# RAW DATA:
....................

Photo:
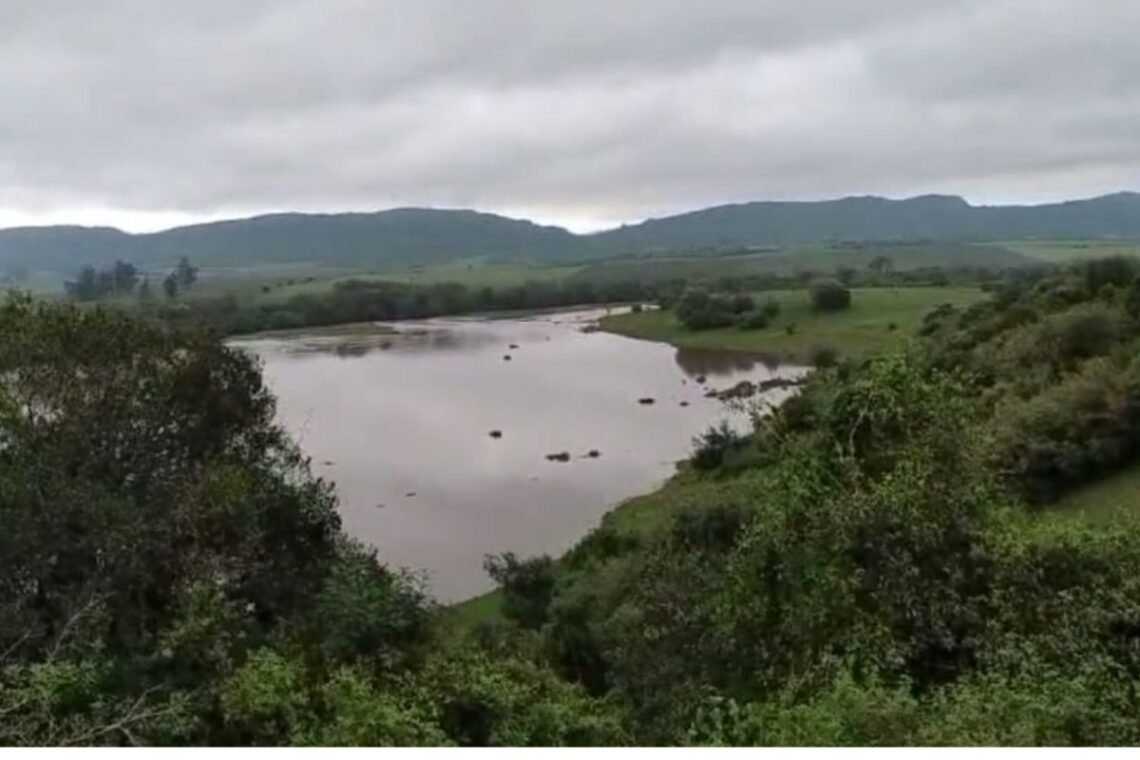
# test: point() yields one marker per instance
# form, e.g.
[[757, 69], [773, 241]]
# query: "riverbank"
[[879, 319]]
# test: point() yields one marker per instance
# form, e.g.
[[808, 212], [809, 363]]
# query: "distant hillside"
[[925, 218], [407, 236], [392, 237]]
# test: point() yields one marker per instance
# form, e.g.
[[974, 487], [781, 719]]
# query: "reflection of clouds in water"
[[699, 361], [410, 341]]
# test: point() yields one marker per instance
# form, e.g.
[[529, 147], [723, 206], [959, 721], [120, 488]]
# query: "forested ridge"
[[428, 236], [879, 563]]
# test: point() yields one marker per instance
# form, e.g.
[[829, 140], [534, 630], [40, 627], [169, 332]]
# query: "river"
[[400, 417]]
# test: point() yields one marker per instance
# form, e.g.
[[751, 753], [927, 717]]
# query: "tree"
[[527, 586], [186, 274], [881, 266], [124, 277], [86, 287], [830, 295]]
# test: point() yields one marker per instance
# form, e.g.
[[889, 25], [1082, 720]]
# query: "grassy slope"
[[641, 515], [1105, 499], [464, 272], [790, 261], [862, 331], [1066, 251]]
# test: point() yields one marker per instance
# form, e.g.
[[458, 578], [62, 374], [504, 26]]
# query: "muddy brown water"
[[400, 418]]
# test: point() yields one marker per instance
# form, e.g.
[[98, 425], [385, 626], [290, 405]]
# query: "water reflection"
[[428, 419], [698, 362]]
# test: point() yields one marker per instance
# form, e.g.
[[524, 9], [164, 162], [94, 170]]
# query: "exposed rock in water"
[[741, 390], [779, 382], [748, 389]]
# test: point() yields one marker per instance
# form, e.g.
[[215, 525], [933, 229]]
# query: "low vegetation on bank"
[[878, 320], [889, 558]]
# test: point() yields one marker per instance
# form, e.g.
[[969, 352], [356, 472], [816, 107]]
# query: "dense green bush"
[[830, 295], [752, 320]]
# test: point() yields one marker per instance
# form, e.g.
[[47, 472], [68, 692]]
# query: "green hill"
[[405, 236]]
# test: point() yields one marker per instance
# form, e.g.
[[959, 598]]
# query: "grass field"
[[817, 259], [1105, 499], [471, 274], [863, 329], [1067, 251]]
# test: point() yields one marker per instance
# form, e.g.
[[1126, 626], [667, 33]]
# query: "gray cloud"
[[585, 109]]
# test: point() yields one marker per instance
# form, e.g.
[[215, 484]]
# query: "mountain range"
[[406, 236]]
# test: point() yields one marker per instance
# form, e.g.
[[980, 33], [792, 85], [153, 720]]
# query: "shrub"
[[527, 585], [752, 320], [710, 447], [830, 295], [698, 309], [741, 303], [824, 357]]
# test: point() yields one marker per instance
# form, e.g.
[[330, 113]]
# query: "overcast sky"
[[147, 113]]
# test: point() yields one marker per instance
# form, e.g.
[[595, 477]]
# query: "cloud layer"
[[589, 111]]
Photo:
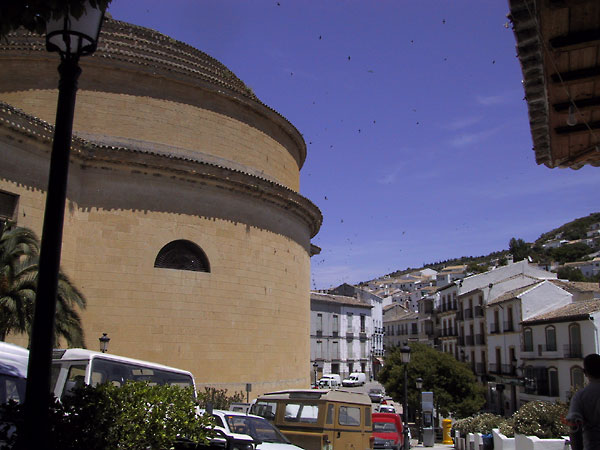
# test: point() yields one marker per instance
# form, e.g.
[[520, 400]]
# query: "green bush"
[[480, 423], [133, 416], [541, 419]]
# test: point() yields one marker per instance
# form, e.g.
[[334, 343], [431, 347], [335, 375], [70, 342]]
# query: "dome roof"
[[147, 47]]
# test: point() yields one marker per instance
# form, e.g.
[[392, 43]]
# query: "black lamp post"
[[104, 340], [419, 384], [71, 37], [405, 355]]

....................

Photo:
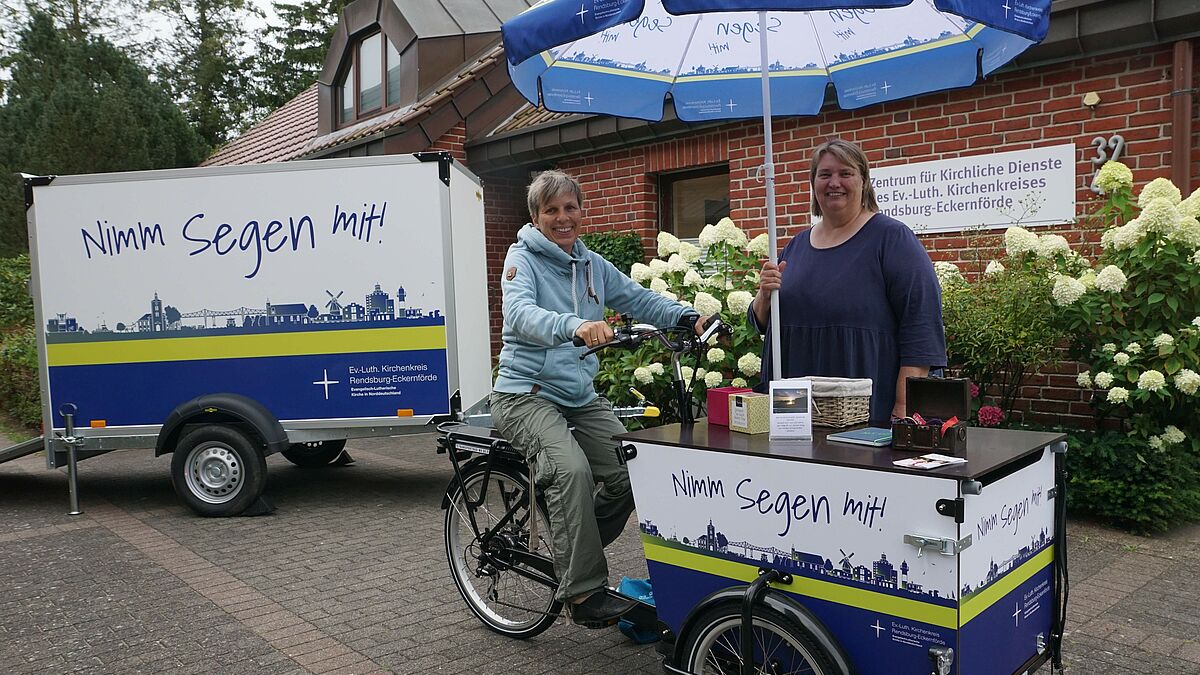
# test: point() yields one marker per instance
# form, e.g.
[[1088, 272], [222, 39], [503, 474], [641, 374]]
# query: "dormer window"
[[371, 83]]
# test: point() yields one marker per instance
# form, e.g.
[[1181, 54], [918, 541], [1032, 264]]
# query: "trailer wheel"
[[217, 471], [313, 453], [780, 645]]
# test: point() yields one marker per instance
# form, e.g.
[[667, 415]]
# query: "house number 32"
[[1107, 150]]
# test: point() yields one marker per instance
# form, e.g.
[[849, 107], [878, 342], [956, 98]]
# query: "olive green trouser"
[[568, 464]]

....................

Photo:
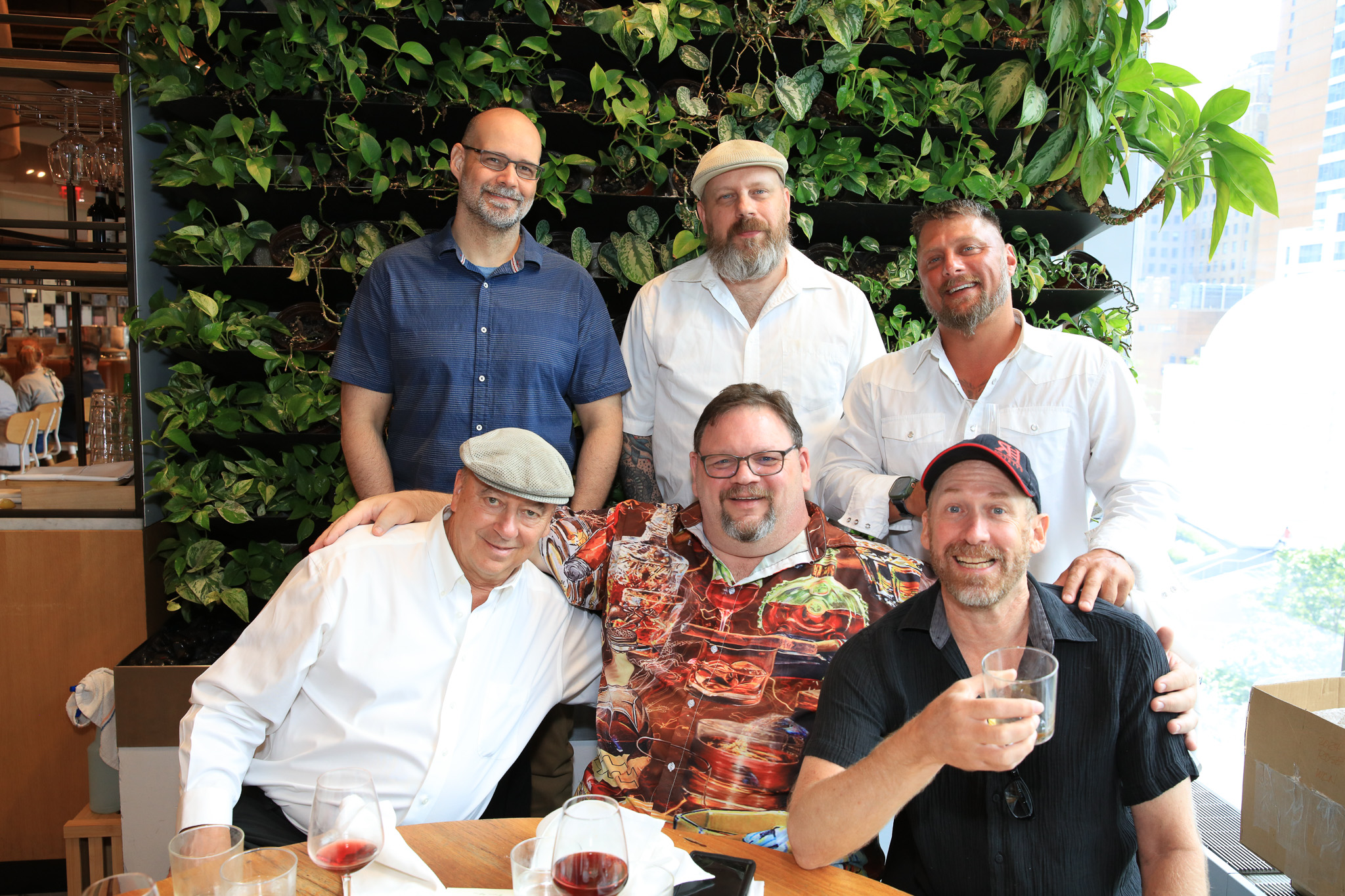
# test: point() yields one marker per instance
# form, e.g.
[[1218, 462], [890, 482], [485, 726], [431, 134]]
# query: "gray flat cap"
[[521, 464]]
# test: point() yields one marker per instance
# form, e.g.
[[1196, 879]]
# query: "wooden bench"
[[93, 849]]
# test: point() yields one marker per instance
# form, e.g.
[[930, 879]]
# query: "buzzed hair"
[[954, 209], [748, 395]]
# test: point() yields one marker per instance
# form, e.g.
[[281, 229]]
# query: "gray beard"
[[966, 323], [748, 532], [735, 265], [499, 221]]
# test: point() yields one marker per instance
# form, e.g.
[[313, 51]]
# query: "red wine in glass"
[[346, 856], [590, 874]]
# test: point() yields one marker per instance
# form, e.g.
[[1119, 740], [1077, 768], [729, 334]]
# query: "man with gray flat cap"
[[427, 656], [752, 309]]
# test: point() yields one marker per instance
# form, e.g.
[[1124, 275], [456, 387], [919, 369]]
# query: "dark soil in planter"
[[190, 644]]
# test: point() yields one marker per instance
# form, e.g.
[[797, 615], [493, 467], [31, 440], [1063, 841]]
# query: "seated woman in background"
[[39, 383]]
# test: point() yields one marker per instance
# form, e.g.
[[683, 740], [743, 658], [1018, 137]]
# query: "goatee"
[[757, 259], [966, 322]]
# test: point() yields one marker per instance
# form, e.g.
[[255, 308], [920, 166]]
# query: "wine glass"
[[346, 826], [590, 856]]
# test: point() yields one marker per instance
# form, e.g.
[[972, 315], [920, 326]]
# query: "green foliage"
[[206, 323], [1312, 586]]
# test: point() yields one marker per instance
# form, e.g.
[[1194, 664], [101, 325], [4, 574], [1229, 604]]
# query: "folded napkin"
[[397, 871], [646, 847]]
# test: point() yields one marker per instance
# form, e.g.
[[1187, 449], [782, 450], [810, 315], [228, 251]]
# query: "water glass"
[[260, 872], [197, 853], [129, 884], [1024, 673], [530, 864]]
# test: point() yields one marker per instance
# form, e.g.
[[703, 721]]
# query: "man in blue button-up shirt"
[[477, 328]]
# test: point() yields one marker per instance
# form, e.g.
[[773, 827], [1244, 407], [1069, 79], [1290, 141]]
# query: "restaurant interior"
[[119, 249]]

....................

# WHAT TO DO:
The range runs from the line above containing "[[458, 578], [62, 374], [504, 26]]" to the line containing "[[215, 525], [933, 229]]", inclusive. Restate those lines word for word and no others.

# WRITTEN RESPONSE:
[[458, 578], [62, 374], [504, 26]]
# query: "muddy brown water"
[[400, 418]]
# test: point() yields one marker per instance
# form, e.g.
[[98, 425], [385, 626], [290, 405]]
# query: "water reflection"
[[428, 419], [698, 362]]
# test: point() yields one marker per instance
# form, e.g.
[[524, 9], [164, 162], [94, 170]]
# query: "exposed rock in water"
[[741, 390], [779, 382], [748, 389]]
# test: point() yields one marker per instance
# form, e.g.
[[215, 525], [933, 229]]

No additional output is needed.